(Provided records)
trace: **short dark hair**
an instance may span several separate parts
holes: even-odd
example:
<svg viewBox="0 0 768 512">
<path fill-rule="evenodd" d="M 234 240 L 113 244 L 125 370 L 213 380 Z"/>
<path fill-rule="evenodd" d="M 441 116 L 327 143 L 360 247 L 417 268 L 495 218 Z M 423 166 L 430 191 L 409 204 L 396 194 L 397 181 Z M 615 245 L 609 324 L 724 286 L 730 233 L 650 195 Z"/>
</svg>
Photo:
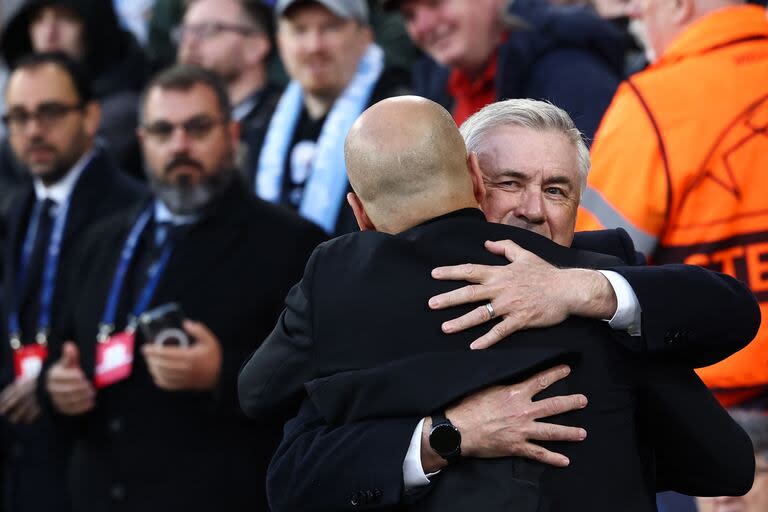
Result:
<svg viewBox="0 0 768 512">
<path fill-rule="evenodd" d="M 275 33 L 274 16 L 272 8 L 264 3 L 264 0 L 239 0 L 243 12 L 259 29 L 272 38 Z"/>
<path fill-rule="evenodd" d="M 78 61 L 61 52 L 31 53 L 22 57 L 16 62 L 16 67 L 12 73 L 22 69 L 36 69 L 47 64 L 58 66 L 72 80 L 75 92 L 81 105 L 93 101 L 93 90 L 91 89 L 91 80 L 85 67 Z"/>
<path fill-rule="evenodd" d="M 144 118 L 144 107 L 147 103 L 147 96 L 152 89 L 160 88 L 166 90 L 188 91 L 196 85 L 203 85 L 213 91 L 216 95 L 216 101 L 219 104 L 222 118 L 225 121 L 229 121 L 231 118 L 232 104 L 229 101 L 229 93 L 224 86 L 224 82 L 215 73 L 188 64 L 171 66 L 155 75 L 152 80 L 149 81 L 144 88 L 144 92 L 141 93 L 139 118 L 141 120 Z"/>
</svg>

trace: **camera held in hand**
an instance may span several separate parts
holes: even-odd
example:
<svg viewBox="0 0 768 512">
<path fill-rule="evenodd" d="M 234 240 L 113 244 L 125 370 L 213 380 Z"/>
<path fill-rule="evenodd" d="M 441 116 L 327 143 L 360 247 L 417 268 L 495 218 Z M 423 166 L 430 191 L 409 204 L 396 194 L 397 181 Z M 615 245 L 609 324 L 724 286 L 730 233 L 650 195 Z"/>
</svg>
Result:
<svg viewBox="0 0 768 512">
<path fill-rule="evenodd" d="M 163 346 L 189 347 L 194 339 L 183 327 L 184 312 L 175 302 L 169 302 L 150 309 L 139 316 L 139 326 L 144 339 L 149 343 Z"/>
</svg>

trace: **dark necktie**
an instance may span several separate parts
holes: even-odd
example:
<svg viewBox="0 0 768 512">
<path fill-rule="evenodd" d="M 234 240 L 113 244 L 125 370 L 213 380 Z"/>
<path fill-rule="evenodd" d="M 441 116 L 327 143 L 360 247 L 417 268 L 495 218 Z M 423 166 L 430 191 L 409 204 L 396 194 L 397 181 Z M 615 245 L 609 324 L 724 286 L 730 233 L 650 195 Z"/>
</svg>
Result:
<svg viewBox="0 0 768 512">
<path fill-rule="evenodd" d="M 35 212 L 39 211 L 40 213 L 37 216 L 37 226 L 35 226 L 34 231 L 30 233 L 34 237 L 34 240 L 32 241 L 32 251 L 29 254 L 29 258 L 24 261 L 22 249 L 19 258 L 19 285 L 22 289 L 26 287 L 25 284 L 27 280 L 39 280 L 42 275 L 43 265 L 45 264 L 45 255 L 48 252 L 48 244 L 51 240 L 51 231 L 53 230 L 52 214 L 55 206 L 56 203 L 50 199 L 38 202 L 34 206 L 30 222 L 34 221 Z"/>
<path fill-rule="evenodd" d="M 29 261 L 21 262 L 22 274 L 20 276 L 20 299 L 24 307 L 21 308 L 21 327 L 25 335 L 34 334 L 40 298 L 40 287 L 43 281 L 45 260 L 48 255 L 48 245 L 51 241 L 51 232 L 55 222 L 56 203 L 51 199 L 45 199 L 40 208 L 40 217 L 35 233 L 35 241 Z M 33 306 L 34 305 L 34 306 Z"/>
</svg>

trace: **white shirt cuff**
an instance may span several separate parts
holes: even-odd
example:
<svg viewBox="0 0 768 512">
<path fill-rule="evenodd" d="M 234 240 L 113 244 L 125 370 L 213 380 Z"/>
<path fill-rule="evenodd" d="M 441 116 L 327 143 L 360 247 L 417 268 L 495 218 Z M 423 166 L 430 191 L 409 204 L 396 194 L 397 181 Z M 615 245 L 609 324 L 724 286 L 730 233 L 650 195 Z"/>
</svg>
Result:
<svg viewBox="0 0 768 512">
<path fill-rule="evenodd" d="M 598 272 L 608 279 L 616 294 L 616 313 L 608 320 L 608 325 L 617 331 L 627 331 L 630 336 L 640 336 L 642 309 L 632 286 L 621 274 L 610 270 L 598 270 Z"/>
<path fill-rule="evenodd" d="M 430 477 L 439 473 L 436 471 L 428 475 L 424 474 L 424 468 L 421 465 L 421 431 L 424 428 L 424 418 L 421 419 L 416 430 L 411 436 L 411 444 L 408 446 L 408 453 L 405 454 L 403 461 L 403 483 L 405 492 L 410 493 L 418 490 L 419 487 L 429 485 Z"/>
</svg>

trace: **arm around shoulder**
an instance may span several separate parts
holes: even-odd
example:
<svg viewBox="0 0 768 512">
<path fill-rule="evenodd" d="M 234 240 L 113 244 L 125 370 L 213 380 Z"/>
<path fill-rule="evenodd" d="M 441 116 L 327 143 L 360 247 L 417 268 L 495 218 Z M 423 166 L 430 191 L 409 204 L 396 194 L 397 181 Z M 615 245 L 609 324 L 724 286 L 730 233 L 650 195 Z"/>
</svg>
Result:
<svg viewBox="0 0 768 512">
<path fill-rule="evenodd" d="M 264 343 L 240 369 L 237 392 L 246 415 L 258 419 L 288 401 L 298 401 L 313 378 L 311 283 L 316 250 L 304 278 L 285 299 L 285 309 Z"/>
</svg>

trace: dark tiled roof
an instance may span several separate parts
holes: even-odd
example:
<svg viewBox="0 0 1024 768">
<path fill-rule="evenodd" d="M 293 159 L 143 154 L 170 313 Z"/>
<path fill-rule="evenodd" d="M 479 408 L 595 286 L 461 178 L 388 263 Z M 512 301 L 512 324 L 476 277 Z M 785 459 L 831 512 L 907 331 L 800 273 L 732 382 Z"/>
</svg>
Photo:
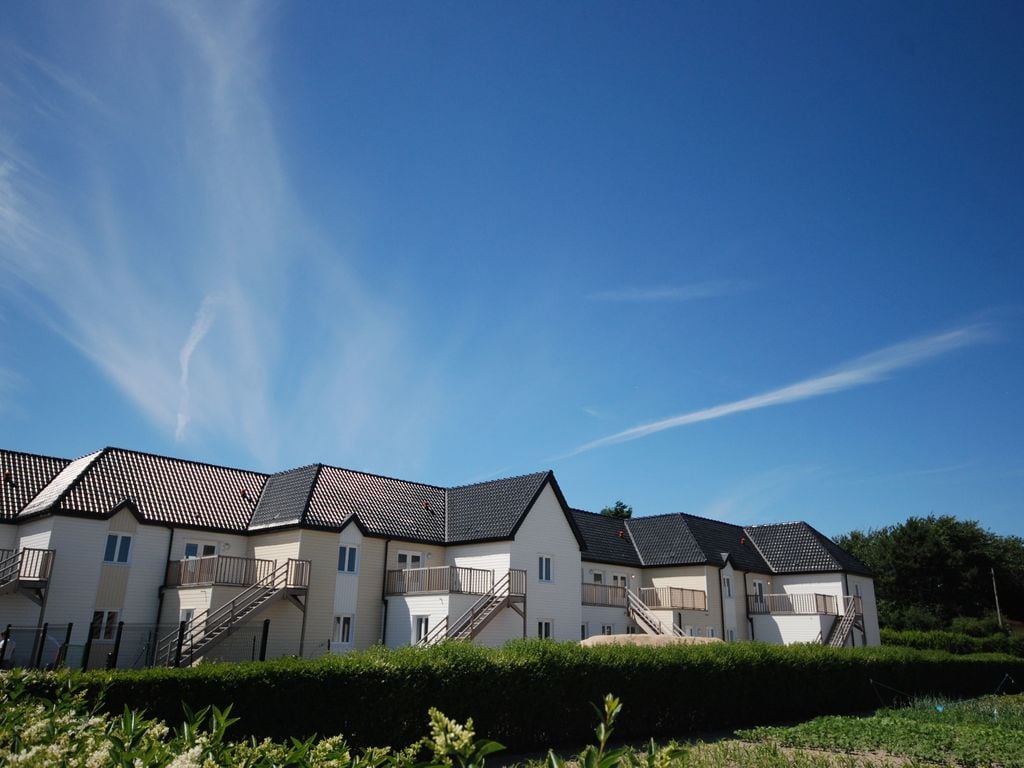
(End Provided records)
- [What the task requires]
Search the entries for the word "trace". Copy every line where it occurs.

- [Reply]
trace: **short dark hair**
trace: **camera held in hand**
trace: **dark necktie**
trace: **white shirt cuff**
trace: **arm around shoulder**
trace: dark tiled roof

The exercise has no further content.